### EXERCISE DATA:
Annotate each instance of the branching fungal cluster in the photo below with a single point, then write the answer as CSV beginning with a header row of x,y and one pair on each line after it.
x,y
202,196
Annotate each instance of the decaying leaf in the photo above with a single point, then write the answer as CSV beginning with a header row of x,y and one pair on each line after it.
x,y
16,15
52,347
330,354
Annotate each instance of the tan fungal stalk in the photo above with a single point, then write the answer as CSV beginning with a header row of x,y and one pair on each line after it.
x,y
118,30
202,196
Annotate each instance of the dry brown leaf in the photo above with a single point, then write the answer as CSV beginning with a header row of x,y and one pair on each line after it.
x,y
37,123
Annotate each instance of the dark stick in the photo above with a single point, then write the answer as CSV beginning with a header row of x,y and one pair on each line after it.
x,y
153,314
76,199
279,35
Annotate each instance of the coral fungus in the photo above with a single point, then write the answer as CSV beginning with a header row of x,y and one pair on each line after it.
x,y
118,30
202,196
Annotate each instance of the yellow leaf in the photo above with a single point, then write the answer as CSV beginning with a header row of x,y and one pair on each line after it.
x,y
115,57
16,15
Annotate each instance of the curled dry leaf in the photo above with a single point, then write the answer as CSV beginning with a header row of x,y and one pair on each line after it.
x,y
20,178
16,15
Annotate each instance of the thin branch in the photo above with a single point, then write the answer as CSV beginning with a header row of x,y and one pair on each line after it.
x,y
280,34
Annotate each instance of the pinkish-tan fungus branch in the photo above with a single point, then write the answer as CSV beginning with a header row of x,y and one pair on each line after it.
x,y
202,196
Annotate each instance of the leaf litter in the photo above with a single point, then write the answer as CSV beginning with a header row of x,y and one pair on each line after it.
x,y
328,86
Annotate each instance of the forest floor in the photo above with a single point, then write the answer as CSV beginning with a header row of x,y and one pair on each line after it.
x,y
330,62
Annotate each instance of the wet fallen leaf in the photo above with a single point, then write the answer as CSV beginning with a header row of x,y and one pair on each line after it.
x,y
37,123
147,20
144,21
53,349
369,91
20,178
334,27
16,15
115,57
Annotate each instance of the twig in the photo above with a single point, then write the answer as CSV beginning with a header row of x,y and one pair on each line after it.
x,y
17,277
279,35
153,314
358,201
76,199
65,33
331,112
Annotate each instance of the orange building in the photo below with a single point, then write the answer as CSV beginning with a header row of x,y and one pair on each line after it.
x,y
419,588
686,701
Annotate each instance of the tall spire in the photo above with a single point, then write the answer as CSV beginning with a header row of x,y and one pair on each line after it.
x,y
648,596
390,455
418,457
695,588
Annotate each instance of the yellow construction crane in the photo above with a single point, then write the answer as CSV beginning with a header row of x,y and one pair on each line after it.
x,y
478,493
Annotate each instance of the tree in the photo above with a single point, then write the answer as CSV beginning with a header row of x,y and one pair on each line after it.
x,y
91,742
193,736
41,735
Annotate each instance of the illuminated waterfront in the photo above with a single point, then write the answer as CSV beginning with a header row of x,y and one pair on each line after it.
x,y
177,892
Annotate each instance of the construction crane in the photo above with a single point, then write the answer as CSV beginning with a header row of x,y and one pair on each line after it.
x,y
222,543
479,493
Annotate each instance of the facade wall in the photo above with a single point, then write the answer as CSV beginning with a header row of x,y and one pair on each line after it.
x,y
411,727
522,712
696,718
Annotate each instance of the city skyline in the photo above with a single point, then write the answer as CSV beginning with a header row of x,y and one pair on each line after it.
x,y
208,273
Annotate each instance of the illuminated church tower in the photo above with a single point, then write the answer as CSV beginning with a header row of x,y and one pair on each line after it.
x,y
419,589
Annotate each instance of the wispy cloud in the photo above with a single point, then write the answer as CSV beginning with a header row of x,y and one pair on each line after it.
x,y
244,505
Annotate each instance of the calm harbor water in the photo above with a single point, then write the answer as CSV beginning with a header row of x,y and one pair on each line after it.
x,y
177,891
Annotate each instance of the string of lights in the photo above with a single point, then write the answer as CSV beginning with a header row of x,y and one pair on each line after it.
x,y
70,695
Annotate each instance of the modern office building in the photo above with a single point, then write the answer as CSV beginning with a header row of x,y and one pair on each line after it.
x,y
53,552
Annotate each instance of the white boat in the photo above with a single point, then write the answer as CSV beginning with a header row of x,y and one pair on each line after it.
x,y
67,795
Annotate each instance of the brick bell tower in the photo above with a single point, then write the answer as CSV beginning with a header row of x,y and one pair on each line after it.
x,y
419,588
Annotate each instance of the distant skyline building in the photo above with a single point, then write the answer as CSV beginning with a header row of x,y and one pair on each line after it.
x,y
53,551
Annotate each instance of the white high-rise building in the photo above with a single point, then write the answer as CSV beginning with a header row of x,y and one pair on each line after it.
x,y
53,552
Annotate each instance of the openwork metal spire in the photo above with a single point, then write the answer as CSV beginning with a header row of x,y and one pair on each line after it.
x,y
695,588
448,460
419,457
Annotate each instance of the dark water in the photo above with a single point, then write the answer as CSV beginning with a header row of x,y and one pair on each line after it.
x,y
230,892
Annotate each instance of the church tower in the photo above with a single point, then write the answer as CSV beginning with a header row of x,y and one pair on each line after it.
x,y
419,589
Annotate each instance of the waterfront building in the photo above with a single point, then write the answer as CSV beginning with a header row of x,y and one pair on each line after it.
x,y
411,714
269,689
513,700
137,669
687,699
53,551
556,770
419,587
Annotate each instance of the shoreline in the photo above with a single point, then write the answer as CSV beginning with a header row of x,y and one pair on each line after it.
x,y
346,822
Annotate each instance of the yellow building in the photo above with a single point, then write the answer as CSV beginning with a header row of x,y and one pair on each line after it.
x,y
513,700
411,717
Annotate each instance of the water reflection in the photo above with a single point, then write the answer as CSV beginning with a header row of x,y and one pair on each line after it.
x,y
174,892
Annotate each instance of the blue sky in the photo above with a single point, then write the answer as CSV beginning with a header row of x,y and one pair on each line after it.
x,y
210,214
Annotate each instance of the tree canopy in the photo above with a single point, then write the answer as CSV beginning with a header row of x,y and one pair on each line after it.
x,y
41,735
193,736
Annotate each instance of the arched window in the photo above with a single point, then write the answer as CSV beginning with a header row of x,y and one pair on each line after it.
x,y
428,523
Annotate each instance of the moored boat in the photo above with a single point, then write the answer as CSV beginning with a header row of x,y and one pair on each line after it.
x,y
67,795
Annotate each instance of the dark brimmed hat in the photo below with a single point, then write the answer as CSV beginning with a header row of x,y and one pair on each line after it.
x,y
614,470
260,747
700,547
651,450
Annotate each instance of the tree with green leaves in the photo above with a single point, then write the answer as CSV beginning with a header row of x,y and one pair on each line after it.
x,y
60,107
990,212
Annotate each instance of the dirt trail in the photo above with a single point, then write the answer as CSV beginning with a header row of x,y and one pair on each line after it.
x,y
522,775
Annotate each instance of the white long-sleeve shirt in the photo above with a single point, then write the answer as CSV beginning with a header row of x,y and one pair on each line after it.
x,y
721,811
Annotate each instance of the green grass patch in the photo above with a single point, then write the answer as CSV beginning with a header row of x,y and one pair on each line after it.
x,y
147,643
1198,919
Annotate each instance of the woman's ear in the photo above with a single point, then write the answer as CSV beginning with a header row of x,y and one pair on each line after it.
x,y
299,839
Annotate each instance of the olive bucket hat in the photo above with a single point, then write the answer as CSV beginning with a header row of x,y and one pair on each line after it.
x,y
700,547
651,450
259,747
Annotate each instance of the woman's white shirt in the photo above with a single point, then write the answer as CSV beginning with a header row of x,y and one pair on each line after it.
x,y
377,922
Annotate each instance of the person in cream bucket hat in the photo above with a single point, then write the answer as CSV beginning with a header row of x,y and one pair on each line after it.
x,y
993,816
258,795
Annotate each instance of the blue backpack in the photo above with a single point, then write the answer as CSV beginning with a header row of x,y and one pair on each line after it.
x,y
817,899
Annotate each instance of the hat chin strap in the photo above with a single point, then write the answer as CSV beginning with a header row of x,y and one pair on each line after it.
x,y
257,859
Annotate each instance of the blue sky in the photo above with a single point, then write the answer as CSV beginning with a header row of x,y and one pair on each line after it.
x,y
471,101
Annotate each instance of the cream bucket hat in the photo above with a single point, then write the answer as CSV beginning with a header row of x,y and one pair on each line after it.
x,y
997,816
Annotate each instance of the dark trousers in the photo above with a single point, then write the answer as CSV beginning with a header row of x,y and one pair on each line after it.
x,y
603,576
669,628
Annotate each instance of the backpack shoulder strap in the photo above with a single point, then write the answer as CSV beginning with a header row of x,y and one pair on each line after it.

### DIRECTION:
Locate the line that contains "Annotate each instance of the hat". Repeat it and every line after it, up to and including the final line, exactly.

### COMPLETE ANSWER:
Annotate each instance of the hat chin strap in the photo above with a single point, then write the answer as CSV beginning with a header row of x,y and one pair on each line after it.
x,y
257,859
Annotate each instance of the blue sky in the photo above with a single point, then write the answer as CSV beginning with a header row of x,y and one pair on each line after it.
x,y
471,101
Annotate each instance of the cream bucket hat in the photo above with a single point, then write the answer as CSV beginning with a header row of x,y and one pair on each line after it.
x,y
997,816
Annotate each instance of the dark trousers in the photo above with a single point, then write the answer as CSV beginning with a header row of x,y and one pair on each line after it.
x,y
603,576
669,628
Annotate each instance of the backpack shoulder strap in the photo above with a single point, then write the answer as CSV beginning with a header row of x,y and one pair on each line after it.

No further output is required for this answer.